▶ _PROBLEM TO WORK ON_:
Pull out each line in the items below that contains the string "glass". Case counts.
################
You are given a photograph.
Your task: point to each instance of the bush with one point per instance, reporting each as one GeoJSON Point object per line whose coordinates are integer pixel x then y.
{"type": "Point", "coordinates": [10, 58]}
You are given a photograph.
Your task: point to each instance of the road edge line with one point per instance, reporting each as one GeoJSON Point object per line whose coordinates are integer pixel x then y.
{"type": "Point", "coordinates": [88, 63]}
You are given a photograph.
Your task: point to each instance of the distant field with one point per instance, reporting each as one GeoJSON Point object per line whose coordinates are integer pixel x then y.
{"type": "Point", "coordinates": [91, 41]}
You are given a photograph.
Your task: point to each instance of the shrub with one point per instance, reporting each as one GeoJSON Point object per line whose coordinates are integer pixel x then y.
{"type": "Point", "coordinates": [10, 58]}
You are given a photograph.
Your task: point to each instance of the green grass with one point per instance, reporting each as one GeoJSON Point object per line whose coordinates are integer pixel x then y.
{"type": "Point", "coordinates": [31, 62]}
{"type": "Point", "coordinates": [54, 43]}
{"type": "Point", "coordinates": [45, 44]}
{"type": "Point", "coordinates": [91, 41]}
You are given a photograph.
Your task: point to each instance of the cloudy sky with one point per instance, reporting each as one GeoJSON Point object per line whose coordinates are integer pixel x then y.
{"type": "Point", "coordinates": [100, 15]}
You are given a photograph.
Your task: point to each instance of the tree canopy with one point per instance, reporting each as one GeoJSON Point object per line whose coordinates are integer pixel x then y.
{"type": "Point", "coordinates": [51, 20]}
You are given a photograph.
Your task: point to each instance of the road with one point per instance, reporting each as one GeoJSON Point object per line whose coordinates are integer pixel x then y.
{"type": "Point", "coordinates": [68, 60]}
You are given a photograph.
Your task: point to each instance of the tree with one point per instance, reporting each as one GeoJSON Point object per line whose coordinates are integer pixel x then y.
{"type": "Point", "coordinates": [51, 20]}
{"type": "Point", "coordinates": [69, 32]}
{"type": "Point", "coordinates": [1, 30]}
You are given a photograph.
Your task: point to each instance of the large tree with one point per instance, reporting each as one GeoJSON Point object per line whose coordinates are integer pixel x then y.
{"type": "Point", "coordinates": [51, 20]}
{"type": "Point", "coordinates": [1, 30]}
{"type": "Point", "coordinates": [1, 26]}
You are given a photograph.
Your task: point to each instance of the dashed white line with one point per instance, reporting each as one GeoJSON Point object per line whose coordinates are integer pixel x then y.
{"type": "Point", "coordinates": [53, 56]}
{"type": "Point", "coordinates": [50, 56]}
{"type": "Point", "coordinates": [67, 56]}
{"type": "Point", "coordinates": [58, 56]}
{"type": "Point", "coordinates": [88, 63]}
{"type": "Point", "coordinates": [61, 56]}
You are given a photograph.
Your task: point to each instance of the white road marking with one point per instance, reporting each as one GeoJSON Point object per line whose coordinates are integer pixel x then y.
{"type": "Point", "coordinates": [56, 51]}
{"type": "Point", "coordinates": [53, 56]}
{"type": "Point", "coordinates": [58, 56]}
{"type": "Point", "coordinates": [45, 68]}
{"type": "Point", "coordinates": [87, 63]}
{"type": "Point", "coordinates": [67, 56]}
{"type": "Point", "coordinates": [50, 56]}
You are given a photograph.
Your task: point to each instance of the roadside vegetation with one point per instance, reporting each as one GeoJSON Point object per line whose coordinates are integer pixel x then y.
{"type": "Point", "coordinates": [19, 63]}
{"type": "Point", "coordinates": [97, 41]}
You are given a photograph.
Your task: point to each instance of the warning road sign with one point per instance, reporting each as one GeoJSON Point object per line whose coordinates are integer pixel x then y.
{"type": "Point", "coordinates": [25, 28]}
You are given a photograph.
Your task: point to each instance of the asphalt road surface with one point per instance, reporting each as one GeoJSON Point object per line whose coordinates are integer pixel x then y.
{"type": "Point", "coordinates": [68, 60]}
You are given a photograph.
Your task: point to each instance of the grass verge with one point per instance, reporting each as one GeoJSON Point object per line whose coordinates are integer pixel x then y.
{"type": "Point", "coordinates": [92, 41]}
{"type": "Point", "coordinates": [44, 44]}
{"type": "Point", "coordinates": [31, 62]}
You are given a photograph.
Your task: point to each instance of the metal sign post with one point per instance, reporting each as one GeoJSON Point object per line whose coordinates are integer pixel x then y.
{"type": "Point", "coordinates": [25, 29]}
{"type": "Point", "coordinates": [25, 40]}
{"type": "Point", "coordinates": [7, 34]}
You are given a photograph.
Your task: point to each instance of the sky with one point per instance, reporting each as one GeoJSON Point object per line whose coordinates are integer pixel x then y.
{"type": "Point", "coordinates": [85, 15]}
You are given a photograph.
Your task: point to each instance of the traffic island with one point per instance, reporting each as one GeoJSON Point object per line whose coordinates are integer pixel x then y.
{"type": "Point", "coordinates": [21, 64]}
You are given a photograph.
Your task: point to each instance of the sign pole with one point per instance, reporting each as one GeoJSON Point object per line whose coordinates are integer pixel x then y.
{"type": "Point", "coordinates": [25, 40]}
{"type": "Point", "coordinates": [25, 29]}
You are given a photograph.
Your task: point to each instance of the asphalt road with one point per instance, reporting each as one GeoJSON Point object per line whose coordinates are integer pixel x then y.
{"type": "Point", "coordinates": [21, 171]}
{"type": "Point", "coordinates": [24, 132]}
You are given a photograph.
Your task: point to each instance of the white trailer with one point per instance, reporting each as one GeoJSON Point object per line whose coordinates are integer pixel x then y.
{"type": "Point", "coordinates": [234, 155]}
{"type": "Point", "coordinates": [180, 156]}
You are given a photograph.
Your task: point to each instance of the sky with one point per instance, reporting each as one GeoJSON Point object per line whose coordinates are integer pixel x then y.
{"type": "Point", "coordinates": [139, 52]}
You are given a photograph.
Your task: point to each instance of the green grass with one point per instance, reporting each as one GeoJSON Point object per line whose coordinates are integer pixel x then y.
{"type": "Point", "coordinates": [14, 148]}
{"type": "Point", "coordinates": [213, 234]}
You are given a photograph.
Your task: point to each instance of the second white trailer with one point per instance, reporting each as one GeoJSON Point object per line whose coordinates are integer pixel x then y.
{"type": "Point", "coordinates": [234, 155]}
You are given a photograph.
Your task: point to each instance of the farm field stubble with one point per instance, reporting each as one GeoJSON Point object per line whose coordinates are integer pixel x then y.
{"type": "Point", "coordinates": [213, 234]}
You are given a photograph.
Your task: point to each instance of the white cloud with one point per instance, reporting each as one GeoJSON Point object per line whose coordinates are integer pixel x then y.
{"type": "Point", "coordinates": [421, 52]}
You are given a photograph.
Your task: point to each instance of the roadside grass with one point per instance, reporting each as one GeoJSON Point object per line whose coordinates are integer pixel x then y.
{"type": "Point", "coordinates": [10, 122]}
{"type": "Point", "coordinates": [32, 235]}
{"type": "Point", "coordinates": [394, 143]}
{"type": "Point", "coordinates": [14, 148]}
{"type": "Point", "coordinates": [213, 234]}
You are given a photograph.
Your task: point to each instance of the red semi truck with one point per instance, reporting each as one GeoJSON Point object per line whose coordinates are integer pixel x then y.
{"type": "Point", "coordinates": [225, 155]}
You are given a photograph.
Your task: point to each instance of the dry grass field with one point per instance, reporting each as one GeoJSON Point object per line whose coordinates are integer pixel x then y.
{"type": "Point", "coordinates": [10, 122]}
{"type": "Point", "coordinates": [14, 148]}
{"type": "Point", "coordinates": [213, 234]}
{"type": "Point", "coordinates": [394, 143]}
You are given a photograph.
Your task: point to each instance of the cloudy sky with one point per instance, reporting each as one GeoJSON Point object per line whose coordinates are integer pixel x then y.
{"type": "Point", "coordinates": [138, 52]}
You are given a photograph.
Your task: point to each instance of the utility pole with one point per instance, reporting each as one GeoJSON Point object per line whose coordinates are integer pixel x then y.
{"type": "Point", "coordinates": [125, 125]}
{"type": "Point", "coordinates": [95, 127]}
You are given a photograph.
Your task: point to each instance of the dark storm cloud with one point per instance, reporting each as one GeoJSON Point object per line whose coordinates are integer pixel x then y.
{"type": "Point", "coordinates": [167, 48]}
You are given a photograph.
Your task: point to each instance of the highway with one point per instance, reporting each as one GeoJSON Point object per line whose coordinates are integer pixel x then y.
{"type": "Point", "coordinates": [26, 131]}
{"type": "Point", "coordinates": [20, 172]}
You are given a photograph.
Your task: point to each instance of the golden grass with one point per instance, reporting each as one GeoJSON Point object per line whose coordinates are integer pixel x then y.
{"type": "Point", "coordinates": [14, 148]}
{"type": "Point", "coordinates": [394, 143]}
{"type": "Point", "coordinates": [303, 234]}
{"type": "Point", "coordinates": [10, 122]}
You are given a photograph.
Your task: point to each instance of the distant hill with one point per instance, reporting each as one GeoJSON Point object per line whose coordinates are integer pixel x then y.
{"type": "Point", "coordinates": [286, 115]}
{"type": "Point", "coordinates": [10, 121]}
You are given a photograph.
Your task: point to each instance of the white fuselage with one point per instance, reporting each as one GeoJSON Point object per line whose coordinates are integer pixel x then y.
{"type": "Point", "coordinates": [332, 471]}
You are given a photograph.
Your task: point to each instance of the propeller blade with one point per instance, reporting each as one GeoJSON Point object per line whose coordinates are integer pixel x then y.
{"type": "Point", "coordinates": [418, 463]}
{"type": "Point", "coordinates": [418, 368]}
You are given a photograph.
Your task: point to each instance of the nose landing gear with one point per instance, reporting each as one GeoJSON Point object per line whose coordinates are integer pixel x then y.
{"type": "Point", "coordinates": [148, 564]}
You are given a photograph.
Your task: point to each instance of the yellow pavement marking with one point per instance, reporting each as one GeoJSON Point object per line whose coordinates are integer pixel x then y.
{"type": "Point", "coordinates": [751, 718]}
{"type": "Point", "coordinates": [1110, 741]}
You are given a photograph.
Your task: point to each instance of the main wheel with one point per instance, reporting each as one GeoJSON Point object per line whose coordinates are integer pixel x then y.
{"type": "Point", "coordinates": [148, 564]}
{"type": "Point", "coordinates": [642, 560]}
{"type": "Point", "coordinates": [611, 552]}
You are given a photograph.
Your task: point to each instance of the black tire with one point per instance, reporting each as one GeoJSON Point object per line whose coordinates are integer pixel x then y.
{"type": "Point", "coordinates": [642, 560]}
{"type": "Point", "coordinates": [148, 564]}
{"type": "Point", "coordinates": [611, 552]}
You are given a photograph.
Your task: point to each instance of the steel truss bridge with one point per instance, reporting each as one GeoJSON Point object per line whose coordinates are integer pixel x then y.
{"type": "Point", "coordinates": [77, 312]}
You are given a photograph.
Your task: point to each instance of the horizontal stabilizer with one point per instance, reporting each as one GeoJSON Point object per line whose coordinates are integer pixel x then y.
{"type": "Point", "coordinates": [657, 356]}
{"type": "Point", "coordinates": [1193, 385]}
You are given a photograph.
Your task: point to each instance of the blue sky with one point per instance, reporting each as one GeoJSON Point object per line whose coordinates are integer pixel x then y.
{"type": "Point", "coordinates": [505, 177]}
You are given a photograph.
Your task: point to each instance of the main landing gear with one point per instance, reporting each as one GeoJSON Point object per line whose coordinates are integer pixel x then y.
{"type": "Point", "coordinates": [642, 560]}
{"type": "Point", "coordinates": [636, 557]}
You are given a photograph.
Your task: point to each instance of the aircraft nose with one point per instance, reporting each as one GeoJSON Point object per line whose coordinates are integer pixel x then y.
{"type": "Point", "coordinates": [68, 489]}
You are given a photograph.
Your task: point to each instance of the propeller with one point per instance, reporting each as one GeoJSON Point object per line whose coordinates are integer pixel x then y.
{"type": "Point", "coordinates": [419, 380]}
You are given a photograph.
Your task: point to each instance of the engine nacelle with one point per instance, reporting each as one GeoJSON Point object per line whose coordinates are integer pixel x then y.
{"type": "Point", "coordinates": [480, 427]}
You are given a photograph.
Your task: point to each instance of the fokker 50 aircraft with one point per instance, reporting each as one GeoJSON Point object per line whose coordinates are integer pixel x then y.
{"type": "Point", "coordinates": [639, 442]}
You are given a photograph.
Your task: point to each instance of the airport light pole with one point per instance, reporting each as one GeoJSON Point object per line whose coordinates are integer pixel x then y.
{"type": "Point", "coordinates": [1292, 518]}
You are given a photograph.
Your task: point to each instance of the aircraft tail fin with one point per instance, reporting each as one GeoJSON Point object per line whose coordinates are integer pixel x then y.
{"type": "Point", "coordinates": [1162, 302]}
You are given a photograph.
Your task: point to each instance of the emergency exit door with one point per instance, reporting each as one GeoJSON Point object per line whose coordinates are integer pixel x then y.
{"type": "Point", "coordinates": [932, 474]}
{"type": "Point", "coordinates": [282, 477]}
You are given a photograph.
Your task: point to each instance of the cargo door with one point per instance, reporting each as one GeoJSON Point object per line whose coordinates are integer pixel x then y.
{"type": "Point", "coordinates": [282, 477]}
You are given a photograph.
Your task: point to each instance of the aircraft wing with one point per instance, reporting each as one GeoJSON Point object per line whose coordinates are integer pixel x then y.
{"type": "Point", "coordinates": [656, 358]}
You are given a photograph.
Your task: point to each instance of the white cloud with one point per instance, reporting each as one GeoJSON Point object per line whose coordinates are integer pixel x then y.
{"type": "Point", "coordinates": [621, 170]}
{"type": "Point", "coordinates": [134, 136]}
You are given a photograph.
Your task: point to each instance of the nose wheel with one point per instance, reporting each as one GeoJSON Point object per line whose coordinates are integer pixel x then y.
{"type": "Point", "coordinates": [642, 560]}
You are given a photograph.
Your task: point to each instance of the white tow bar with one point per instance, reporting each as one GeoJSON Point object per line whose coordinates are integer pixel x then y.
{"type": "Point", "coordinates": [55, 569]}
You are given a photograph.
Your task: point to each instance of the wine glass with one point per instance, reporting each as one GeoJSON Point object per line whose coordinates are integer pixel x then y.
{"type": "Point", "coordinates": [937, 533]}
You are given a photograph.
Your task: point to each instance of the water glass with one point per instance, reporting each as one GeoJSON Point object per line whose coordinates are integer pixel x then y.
################
▶ _THE OUTPUT_:
Your task: point to each instance of the wine glass with one point per instance, reporting each as one GeoJSON Point object per line whose coordinates are integer pixel x then y.
Your task: point to each instance of the water glass with one point per instance, reporting each as one GeoJSON Point object per line whose coordinates are integer pixel x then y.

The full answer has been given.